What to do ▸ Starting at the line below that contains "Where can you see the long", print each line through the end of the records exactly as it appears.

Start of Extracted data

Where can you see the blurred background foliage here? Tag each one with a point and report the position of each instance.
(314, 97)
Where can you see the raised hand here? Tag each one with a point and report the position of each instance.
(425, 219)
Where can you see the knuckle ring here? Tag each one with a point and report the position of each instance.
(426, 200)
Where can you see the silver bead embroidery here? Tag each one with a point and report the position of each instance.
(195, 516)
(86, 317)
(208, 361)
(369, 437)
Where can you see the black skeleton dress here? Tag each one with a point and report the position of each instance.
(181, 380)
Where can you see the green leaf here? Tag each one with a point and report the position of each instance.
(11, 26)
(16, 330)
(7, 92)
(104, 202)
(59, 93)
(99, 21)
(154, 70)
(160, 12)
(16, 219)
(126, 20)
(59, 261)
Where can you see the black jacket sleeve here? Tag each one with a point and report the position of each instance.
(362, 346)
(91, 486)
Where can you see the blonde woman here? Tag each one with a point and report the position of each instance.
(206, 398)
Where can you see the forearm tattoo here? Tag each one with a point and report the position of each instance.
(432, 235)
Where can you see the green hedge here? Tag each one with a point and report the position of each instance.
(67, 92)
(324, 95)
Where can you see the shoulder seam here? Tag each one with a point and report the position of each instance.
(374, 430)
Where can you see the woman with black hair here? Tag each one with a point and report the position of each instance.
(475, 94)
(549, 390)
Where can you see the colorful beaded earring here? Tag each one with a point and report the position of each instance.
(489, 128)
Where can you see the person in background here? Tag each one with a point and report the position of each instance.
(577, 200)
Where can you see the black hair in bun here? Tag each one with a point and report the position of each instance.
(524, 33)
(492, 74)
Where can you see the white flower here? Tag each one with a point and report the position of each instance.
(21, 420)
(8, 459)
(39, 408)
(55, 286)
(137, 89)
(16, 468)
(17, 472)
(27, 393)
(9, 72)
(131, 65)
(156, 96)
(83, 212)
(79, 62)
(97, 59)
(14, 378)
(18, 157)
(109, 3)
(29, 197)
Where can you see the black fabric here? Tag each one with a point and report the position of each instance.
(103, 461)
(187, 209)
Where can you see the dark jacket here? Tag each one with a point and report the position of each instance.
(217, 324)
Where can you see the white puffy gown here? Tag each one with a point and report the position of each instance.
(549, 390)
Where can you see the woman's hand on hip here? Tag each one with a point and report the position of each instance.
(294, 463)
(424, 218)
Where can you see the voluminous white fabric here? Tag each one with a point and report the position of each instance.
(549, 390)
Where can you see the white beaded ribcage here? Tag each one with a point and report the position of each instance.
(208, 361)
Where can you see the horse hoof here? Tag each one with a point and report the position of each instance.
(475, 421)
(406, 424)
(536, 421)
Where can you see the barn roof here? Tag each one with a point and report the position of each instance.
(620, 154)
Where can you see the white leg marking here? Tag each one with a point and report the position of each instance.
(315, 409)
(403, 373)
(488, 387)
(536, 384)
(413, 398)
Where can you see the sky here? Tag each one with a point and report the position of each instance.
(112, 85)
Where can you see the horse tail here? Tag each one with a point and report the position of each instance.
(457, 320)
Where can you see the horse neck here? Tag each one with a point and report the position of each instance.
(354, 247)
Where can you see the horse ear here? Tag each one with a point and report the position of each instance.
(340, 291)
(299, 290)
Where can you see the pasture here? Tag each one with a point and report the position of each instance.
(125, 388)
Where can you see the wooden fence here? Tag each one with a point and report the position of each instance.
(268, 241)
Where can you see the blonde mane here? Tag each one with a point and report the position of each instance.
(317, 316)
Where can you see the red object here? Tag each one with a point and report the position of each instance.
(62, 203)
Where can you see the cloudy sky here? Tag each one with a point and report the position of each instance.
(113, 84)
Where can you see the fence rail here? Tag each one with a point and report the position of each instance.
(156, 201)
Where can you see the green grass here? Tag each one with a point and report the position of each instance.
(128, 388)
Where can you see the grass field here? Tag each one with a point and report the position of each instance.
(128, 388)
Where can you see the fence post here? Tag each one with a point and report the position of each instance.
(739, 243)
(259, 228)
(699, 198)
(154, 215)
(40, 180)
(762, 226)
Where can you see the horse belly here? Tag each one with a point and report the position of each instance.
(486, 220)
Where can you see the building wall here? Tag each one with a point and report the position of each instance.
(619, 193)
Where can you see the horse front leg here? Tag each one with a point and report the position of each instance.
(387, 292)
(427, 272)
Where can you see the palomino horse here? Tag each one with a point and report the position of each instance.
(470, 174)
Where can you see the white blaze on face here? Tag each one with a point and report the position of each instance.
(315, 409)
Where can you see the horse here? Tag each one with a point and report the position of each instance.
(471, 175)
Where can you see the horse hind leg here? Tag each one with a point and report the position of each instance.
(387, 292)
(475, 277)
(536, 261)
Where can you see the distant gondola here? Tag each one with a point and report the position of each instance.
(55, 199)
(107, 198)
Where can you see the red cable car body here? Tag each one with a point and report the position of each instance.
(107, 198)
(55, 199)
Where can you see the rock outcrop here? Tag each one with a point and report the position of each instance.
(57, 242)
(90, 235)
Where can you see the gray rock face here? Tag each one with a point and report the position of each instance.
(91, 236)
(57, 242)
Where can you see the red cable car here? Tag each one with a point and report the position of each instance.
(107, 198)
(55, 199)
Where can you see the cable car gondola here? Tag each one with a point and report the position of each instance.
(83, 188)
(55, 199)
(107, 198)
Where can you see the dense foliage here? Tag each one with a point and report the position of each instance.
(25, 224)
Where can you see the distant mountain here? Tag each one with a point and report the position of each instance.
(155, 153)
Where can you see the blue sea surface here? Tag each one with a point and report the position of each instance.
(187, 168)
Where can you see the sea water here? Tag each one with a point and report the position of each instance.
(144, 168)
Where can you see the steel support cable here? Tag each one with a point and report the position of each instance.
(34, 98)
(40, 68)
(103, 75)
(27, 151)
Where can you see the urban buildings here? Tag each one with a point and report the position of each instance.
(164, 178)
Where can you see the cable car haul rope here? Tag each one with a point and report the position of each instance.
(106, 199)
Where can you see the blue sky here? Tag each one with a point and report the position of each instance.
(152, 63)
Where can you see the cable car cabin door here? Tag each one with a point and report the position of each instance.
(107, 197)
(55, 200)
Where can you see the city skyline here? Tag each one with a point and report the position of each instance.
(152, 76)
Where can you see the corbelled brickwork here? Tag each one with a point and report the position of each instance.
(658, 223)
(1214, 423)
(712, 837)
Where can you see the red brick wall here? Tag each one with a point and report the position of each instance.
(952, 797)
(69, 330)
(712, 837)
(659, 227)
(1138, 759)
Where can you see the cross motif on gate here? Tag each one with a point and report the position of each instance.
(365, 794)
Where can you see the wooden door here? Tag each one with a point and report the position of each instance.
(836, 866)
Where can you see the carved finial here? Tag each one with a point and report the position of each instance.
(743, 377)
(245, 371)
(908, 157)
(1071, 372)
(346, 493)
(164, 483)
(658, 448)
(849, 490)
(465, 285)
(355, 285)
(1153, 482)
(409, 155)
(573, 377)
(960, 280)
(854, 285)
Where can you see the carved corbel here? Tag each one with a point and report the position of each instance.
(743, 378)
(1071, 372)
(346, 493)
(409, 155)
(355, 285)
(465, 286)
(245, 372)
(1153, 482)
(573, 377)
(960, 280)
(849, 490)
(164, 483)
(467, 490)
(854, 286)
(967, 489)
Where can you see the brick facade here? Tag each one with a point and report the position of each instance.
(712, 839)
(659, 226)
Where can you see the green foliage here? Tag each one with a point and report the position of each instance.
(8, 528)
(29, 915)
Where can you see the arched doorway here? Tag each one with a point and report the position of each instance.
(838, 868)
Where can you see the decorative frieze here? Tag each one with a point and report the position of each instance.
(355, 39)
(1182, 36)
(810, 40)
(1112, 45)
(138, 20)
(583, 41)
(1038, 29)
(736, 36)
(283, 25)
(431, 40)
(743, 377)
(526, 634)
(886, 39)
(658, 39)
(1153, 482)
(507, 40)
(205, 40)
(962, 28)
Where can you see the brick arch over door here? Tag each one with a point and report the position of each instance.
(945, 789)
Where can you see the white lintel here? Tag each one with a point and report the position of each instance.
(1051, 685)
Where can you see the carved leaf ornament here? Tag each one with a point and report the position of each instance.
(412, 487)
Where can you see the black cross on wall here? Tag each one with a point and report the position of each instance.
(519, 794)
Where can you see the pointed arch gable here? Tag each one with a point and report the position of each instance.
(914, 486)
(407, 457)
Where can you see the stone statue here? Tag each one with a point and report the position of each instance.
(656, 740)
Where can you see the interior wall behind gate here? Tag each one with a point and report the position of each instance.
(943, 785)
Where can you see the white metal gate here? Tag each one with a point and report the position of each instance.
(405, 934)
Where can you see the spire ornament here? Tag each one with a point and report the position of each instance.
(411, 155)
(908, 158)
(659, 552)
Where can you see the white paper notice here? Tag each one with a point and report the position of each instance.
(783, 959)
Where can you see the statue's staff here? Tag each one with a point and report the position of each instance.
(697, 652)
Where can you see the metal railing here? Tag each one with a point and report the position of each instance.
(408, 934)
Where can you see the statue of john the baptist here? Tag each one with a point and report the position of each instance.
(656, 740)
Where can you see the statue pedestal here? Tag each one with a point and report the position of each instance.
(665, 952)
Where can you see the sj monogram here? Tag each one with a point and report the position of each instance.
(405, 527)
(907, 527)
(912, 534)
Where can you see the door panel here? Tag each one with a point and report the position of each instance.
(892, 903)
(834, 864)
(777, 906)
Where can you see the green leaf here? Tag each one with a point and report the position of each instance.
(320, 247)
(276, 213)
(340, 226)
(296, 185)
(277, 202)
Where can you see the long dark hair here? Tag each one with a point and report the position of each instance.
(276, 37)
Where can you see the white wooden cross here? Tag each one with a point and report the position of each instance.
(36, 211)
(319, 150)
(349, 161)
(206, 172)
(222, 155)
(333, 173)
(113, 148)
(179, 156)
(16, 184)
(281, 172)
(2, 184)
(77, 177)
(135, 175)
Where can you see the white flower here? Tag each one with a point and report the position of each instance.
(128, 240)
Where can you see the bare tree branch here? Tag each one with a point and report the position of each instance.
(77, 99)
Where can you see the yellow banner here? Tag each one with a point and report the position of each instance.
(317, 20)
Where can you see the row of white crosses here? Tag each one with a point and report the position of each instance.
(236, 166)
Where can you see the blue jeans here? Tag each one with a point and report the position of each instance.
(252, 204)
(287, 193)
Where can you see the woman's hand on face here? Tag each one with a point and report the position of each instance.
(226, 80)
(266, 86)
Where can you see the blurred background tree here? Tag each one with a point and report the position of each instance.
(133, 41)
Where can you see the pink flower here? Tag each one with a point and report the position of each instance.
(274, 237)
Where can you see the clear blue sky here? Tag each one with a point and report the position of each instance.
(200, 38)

End of Extracted data

The response ▸
Where can you see the long dark hair here? Tag each one with a point and report the position of each instance.
(276, 37)
Where can you see the white wooden cross here? Tag each one with a point and report the position of each instance.
(36, 211)
(319, 150)
(349, 161)
(206, 172)
(222, 155)
(333, 173)
(113, 148)
(179, 156)
(16, 184)
(281, 172)
(2, 184)
(77, 177)
(135, 175)
Where can you see the white flower here? Tag each one with a point and report the position of each instance.
(128, 240)
Where can you see the bare tree branch here? Tag each one with a point and report the position of each instance.
(77, 99)
Where can you see the yellow banner here? Tag each one with a point and report the position of each instance.
(317, 20)
Where can you see the row of white crosses here? Tag each one with a point and report the position of each instance.
(236, 166)
Where can you see the blue jeans here? Tag each one with a point and report the position of each instance.
(252, 204)
(287, 193)
Where can you see the woman's hand on face here? Tag each one with a point and report the position of each instance.
(226, 80)
(266, 86)
Where can you see the blurred background tree here? Tag each one with a point and report the position of each instance.
(133, 41)
Where can you see the pink flower here? Tag each one with a point and report the position of each instance.
(274, 237)
Where can you see the clear blue sky here? Tag each one with a point and report the position of each instance.
(200, 38)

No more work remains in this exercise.